----- RECORDS PROVIDED

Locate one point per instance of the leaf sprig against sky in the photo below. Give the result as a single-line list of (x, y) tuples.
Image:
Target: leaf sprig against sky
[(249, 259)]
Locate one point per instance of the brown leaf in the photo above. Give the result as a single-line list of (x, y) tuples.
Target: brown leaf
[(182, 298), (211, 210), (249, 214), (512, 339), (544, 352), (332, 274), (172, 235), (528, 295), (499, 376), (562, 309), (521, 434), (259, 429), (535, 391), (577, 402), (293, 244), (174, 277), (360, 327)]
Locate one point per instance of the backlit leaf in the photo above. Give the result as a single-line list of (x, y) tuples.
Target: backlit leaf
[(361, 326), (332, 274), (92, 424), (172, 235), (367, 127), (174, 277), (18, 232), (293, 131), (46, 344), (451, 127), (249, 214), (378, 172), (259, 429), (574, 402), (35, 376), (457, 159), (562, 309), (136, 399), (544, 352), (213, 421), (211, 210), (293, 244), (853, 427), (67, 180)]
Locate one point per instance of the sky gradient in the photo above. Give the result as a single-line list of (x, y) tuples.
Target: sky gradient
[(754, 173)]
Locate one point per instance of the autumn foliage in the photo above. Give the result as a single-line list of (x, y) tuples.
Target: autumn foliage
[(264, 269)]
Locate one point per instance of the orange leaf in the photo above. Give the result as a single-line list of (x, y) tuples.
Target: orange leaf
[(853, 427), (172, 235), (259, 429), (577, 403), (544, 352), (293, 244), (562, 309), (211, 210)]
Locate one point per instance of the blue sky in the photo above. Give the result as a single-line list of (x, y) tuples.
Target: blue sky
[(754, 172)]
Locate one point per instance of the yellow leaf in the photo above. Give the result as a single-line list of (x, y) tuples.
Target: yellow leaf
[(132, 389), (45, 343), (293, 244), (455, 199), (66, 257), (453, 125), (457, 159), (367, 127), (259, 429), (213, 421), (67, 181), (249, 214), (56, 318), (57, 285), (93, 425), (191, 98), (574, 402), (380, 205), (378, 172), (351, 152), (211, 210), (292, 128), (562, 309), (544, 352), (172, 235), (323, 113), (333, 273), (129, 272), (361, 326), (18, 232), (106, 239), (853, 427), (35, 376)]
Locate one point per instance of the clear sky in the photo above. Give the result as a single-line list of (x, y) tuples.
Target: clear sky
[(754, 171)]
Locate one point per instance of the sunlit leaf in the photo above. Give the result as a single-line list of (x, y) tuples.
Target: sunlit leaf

----------

### OBJECTIVE:
Can you update the records above so that every "single-line list" reads "one-line list", with nothing else changed?

### WORKED SOLUTION:
Locate one point per instance of the leaf sprig against sky in the photo below. Give the result as a one-line list of (x, y) tuples.
Image:
Target: leaf sprig against sky
[(249, 259)]
Locate one point per instance of the brown leaf in the photo above. Give the result as a one-line list of (x, y) tuples.
Target: brown leaf
[(182, 298), (211, 210), (249, 214), (512, 339), (544, 352), (332, 274), (172, 235), (528, 295), (499, 376), (562, 309), (521, 434), (259, 429), (535, 391), (577, 402), (293, 244), (174, 277), (360, 327)]
Locate one point per instance of the backlit leaf in the photo above. Give the result as a one-line list of (x, y) tuples.
Target: backlit leaf
[(361, 326), (332, 274), (92, 424), (172, 235), (367, 127), (174, 277), (18, 232), (293, 131), (46, 344), (451, 127), (249, 214), (378, 172), (259, 429), (574, 402), (35, 376), (457, 159), (562, 309), (136, 399), (544, 352), (213, 421), (211, 210), (293, 244), (853, 427), (67, 180)]
Locate one point per instance of the sky gradient in the photo above. Give the result as a one-line list of (x, y) tuples.
Target: sky gradient
[(754, 173)]
Locate one point per instance of the autumn foliage in the photo above. Give the result as a one-line list of (x, y) tuples.
Target: autumn foliage
[(264, 269)]
Locate one point per instance of the orange leaf in the photo above. Give the result as a one-line list of (x, y) tuples.
Target: orange leaf
[(853, 427), (172, 235), (259, 429), (577, 403), (544, 352), (293, 244), (562, 309), (211, 210)]
Locate one point per instance of the blue sky in the photo above. Give the result as a one-line list of (x, y) tuples.
Target: blue sky
[(754, 172)]
Locate one point per instance of the yellow leaf in the photo above. Give the result as a one-line list of (x, y) tuples.
Target: yellow leaf
[(132, 389), (45, 343), (293, 244), (455, 199), (66, 257), (453, 125), (457, 159), (367, 127), (259, 429), (213, 421), (67, 181), (249, 214), (56, 318), (57, 285), (93, 425), (191, 98), (574, 402), (380, 205), (378, 172), (351, 152), (211, 210), (292, 128), (562, 309), (544, 352), (172, 235), (323, 113), (333, 273), (129, 272), (361, 326), (18, 232), (106, 239), (853, 427), (35, 376)]
Locate one point per instance of the clear sky in the photo above. Give the result as a one-line list of (x, y) tuples.
Target: clear sky
[(754, 171)]
Locate one point per instance of the sunlit leaf in the photo above. Give the result as a one-line list of (x, y) tuples.
Target: sunlit leaf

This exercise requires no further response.